··· Provided data ···

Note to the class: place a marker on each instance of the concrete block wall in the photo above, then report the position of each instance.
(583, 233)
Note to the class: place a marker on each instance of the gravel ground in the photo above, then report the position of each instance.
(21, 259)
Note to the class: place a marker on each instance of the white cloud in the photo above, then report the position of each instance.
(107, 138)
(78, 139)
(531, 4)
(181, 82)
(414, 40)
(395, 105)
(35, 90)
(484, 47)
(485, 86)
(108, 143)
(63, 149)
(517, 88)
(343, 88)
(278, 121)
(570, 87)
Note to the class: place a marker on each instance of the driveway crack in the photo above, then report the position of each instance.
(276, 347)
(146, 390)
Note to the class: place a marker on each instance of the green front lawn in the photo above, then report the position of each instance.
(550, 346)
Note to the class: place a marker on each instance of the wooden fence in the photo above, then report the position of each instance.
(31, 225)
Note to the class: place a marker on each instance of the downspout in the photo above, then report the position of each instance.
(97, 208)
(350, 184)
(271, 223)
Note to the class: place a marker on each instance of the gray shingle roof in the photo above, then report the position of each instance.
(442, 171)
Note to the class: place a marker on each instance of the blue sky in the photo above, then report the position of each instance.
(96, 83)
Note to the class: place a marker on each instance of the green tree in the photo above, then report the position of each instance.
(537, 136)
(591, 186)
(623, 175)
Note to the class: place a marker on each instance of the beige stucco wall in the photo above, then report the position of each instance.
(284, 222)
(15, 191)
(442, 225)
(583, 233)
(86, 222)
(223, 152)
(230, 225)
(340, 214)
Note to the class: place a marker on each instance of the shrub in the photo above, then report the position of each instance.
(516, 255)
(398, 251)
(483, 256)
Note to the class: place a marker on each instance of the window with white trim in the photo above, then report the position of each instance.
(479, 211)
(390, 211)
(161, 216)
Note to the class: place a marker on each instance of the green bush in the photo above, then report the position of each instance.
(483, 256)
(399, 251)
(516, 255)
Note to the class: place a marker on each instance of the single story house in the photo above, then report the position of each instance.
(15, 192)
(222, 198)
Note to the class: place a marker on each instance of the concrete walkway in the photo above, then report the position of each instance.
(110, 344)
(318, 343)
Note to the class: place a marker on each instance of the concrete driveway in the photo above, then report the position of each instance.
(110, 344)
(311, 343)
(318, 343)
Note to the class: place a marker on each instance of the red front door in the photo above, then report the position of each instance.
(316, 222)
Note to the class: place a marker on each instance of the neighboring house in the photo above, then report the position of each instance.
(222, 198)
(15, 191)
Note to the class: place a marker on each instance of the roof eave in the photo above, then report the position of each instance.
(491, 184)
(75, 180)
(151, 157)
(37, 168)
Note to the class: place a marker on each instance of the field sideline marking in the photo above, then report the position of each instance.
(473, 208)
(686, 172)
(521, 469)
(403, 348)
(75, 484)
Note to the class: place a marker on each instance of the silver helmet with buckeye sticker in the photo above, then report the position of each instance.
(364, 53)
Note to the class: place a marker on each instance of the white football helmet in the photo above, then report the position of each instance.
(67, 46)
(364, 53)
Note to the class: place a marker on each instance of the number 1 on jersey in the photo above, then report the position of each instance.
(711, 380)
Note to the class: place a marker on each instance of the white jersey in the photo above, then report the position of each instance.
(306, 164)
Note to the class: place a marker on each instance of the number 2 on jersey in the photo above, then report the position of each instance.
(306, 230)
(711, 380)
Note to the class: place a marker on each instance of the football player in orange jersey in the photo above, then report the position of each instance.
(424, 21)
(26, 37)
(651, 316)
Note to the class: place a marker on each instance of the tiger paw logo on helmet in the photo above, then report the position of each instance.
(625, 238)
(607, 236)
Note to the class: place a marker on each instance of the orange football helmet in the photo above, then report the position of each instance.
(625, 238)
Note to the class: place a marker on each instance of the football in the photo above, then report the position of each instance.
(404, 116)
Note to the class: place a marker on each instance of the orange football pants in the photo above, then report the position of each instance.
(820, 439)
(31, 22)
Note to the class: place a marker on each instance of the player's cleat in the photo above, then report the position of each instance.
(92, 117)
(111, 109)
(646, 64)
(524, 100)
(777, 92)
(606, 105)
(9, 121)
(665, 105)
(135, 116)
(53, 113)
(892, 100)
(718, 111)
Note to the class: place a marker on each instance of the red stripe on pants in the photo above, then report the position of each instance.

···

**Instructions to follow:** Above are the records; copy exactly the lines from the one with "the white jersey" through the final line.

**Output for this task:**
Note to the class: place a marker on each instance of the white jersey in the photo above, then report the position of each instance.
(306, 164)
Note to the class: place a marker on each instance of the number 2 on jersey in the photo above, then report the position of each instance.
(306, 230)
(711, 380)
Note to the class: place a marker on each instance of the football player in orange jersey in the photo above, then report the position of each instance.
(424, 21)
(26, 37)
(651, 316)
Note to the class: place a marker on each instance of the tiger paw logo on helmet in the photo above, then report the position of each instance.
(625, 238)
(607, 236)
Note to the class: place a marker on each instance of the orange football helmet in the photo above, then report the position of each instance.
(625, 238)
Note to the class: place a marker on each instance of the football in the photo above, then report the position of each instance.
(404, 116)
Note to the class: place a marker on each instance of the orange football pants in the photo above, then report the position of each instance.
(820, 439)
(31, 22)
Note to the class: place a marker on each instance of the player's cleat in the photo above, then report the position of each instance.
(92, 117)
(111, 109)
(646, 64)
(524, 100)
(777, 92)
(606, 105)
(9, 121)
(665, 105)
(135, 116)
(53, 113)
(892, 100)
(718, 111)
Note to the class: place a marker on each instance of the red stripe on pants in the photo above, then report the position of each instance.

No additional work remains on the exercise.